*Text section*
==========

Clause agreed to, as was also Clause 3.

Clause 4.

CAPTAIN SCOBELL

said, he would remind the Committee that in the course of last Session he had endeavoured to intro- duce amendments which would have the effect of encouraging the entry of men into the Navy. If anything would induce men to enter Her Majesty's service, it would be the holding out of an encouragement in the shape of bounty. The right hon. Gentleman (Sir J. Graham) had stated that it would require a sum of 200,000l. to give a bounty to men entering the naval service. He denied, however, that it would amount to anything like that, as he would not give the bounty to any but able seamen, and half the money would be amply sufficient. But a better plan still would be to give the men a pound a year for every year they would enter for, and that would enable them to put the ships to sea and have them employed actively much sooner. A pound a year would only be three farthings per day, and he was sure the services of able seamen were well worth that sum. He objected to the arrangements made in the Bill with regard to the division of prize money, which did not award a fair proportion to the leading and able seamen.

==========

*Raw records*
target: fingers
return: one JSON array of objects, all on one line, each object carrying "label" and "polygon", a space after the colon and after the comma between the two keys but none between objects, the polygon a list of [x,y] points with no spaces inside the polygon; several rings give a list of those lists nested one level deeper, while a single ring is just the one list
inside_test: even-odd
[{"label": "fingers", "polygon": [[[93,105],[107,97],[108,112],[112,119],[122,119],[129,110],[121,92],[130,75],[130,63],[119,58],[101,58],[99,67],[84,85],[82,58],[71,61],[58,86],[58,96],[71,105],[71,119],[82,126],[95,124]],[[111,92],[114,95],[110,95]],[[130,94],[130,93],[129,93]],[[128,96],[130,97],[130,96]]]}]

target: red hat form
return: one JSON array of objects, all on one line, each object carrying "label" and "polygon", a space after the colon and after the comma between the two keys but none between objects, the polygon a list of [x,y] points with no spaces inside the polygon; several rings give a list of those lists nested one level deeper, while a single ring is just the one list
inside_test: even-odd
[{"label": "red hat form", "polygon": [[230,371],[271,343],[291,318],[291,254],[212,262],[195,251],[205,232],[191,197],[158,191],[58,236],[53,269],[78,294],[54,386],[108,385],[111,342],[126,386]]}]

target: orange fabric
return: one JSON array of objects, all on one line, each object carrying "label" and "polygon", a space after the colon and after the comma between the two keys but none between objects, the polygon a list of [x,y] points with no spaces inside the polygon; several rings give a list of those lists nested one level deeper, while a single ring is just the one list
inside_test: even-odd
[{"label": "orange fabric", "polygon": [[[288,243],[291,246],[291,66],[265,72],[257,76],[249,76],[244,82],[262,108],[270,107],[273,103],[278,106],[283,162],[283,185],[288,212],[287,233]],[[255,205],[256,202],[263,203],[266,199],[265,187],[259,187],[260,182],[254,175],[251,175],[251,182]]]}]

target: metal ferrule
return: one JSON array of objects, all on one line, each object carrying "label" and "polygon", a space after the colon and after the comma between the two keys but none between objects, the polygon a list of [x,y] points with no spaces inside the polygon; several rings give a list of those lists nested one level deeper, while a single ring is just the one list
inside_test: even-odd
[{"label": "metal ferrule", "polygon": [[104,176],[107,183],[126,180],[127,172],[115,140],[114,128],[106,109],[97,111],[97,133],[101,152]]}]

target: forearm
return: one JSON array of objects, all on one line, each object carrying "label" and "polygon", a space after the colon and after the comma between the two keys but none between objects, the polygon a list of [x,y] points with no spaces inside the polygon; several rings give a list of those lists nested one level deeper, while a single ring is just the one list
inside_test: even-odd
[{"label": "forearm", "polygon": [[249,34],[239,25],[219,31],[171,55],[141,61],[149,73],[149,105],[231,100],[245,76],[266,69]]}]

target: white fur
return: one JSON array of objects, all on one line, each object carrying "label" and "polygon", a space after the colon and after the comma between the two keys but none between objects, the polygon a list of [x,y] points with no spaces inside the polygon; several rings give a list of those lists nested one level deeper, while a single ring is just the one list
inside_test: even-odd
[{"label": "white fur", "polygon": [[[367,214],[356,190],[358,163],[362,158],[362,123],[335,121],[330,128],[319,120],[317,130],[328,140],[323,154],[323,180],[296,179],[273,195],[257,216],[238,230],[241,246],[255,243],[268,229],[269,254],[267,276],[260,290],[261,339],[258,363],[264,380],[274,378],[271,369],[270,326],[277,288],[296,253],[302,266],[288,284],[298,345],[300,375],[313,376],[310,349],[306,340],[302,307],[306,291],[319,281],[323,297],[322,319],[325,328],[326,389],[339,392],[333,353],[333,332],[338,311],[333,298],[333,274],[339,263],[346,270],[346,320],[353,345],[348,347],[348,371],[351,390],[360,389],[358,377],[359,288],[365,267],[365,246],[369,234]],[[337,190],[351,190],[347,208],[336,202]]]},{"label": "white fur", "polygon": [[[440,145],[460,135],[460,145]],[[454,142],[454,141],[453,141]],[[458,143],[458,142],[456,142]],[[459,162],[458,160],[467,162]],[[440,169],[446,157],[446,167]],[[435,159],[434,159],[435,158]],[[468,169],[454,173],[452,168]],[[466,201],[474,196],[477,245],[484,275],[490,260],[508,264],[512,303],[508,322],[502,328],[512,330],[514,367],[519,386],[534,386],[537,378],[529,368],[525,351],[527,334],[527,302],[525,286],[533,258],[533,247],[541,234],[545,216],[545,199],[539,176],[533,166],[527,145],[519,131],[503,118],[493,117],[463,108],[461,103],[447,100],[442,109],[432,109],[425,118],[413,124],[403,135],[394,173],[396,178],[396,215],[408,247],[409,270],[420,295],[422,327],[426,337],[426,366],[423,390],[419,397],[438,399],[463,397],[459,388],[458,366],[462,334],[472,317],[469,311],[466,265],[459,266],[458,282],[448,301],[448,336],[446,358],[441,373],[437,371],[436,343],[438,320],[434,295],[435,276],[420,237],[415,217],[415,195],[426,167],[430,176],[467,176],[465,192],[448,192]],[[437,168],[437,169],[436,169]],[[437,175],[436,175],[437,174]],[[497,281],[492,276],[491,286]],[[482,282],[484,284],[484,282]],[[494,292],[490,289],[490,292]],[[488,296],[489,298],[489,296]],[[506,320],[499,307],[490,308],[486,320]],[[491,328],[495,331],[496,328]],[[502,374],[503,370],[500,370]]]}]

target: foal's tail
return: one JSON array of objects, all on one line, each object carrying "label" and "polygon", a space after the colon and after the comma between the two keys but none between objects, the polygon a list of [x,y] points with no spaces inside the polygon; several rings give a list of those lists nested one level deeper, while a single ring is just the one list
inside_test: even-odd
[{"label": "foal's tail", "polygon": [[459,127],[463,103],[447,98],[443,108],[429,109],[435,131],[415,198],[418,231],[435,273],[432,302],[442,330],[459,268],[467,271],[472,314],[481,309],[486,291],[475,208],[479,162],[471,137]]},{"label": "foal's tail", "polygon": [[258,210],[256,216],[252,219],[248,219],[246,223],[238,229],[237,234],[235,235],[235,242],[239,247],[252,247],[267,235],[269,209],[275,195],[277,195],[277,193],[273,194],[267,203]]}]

==========

*Exercise objective*
Do these statements agree with the Clause 4 debate text? Answer yes or no for each and quote the words that decide it.
1. Captain Scobell would give the bounty only to able seamen.
2. Sir J. Graham said a bounty for men entering the naval service would cost 100,000l.
3. Captain Scobell approved of how the Bill divided prize money.
Answer using only the text, not the rows.

*Correct answer*
1. Yes: "he would not give the bounty to any but able seamen"
2. No: "it would require a sum of 200,000l. to give a bounty to men entering the naval service"
3. No: "He objected to the arrangements made in the Bill with regard to the division of prize money"